Problem A
From the article on maps between modules, list the kinds of maps that the post says it will study.
Problem B
Quote the article on maps between modules word for word, from "In Part II, we" up to and including "2. $f(r\cdot m)=r\cdot f(m)$.".

Document text
..........
This article is the third in a series. The previous two chapters are required reading for this post and can be found here (Part I) and here (Part II).

In Part II, we introduced rings and modules as the first pieces of mathematical vocabulary needed to view sum-check through the lens of algebraic tensor reductions. In this post, we continue building that toolkit by studying maps between modules: linear maps, isomorphisms, and bilinear maps. As promised, the goal is not to make you memorize every definition, but to build a useful reference for the later parts of the series. Let’s dive right in, shall we?

Linear Maps

Definition

Consider a ring $R$ and two $R$-modules $M$ and $N$. A linear map (or $R$-linear map, or module homomorphism) from $M$ to $N$ is a function $f:M\to N$ that satisfies the following conditions for all $m,m^\prime\in M$ and all $r\in R$:

1. $f(m+m^\prime)=f(m)+f(m^\prime)$.

2. $f(r\cdot m)=r\cdot f(m)$.

If $f:M\to N$ is a linear map between $R$-modules $M$ and $N$, we also write $f\in \text{hom}_R(M,N)$ or simply $f\in \text{hom}(M,N)$.

Examples

1. The identity map $\text{id}_M:M\to M,\hspace{5pt}m\mapsto m$ is an $R$-linear map for every $R$-module $M$.

2. The zero map $0:M\to N, \hspace{5pt}m\mapsto 0$ is an $R$-linear map for any two $R$-modules $M$ and $N$.

3. Consider the $R$-module $R^n$. For any fixed scalars $a_1,...,a_n\in R$, the map $$ f:R^n\to R, \hspace{5pt} (x_1,...,x_n)\mapsto a_1x_1+\cdots+a_nx_n $$ is an $R$-linear map. Notice that this linear map can also be viewed as matrix-multiplying a $(1\times n)$-matrix $A=(a_1,...,a_n)$ with a given vector $(x_1,...,x_n)^\top$ (viewed as an $(n\times 1)$-matrix).

4. More generally, any $(m\times n)$-matrix $A\in \mathcal{M}_{m\times n}(R)$ defines an $R$-linear map $f_A:R^n\to R^{m}, \hspace{5pt}x\mapsto Ax$. Conversely, every $R$-linear map $f\in \text{hom}(R^n,R^m)$ can be represented via an $(m\times n)$-matrix.
..........
Raw records
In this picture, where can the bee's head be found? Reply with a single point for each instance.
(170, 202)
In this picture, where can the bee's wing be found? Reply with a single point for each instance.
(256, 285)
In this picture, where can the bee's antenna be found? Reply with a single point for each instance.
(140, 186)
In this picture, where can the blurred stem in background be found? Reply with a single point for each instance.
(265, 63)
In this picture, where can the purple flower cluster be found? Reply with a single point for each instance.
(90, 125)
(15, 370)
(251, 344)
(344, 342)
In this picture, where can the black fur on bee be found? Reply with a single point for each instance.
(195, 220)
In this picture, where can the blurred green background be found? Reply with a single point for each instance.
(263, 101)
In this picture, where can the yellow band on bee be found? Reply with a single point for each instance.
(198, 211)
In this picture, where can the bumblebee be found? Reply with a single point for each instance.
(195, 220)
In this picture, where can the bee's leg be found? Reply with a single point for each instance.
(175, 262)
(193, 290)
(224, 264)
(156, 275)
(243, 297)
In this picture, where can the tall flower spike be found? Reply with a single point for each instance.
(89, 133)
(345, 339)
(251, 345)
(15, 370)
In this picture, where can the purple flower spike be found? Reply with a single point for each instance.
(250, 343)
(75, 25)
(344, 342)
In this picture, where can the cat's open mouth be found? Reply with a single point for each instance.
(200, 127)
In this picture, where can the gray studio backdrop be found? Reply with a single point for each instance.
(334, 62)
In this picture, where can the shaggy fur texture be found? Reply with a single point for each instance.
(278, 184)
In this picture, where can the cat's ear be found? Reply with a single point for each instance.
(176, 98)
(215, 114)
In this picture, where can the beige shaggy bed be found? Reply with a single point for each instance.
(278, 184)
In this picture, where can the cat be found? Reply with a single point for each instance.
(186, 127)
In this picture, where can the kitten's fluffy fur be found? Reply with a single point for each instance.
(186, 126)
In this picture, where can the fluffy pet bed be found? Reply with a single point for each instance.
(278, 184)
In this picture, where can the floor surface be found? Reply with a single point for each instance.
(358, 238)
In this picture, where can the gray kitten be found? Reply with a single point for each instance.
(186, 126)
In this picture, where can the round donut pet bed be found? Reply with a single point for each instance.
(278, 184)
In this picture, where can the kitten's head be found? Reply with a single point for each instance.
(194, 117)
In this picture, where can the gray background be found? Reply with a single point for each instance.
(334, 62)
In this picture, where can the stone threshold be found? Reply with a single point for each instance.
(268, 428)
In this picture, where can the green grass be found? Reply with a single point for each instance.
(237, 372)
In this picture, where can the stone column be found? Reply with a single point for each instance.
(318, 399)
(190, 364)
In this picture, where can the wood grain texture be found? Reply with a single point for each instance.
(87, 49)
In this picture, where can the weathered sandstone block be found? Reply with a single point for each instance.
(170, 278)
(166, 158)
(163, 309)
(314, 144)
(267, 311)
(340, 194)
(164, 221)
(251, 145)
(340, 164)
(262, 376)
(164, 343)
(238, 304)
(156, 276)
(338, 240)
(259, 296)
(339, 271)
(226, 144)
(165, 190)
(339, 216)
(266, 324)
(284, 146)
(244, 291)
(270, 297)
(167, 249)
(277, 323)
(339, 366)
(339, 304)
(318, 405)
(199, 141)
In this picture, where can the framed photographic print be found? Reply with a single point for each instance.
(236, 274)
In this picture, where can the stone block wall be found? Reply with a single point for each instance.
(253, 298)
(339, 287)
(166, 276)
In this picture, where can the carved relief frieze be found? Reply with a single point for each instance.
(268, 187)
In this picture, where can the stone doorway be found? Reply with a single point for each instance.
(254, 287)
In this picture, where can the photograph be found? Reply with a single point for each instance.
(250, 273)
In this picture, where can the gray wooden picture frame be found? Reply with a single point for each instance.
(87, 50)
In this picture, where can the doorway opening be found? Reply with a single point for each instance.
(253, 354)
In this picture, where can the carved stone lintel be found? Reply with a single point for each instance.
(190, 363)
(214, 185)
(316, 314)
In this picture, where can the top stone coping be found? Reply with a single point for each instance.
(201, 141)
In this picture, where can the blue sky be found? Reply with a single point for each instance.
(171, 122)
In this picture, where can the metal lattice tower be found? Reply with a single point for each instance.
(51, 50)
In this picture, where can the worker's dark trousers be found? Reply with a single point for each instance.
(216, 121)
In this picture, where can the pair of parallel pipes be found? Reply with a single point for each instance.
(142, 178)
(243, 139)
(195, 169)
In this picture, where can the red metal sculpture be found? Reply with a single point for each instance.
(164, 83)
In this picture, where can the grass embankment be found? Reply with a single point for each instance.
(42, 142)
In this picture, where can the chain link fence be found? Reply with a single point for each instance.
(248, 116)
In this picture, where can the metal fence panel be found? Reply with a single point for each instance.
..........
Solution A
linear maps, isomorphisms, bilinear maps

Solution B
In Part II, we introduced rings and modules as the first pieces of mathematical vocabulary needed to view sum-check through the lens of algebraic tensor reductions. In this post, we continue building that toolkit by studying maps between modules: linear maps, isomorphisms, and bilinear maps. As promised, the goal is not to make you memorize every definition, but to build a useful reference for the later parts of the series. Let’s dive right in, shall we?

Linear Maps

Definition

Consider a ring $R$ and two $R$-modules $M$ and $N$. A linear map (or $R$-linear map, or module homomorphism) from $M$ to $N$ is a function $f:M\to N$ that satisfies the following conditions for all $m,m^\prime\in M$ and all $r\in R$:

1. $f(m+m^\prime)=f(m)+f(m^\prime)$.

2. $f(r\cdot m)=r\cdot f(m)$.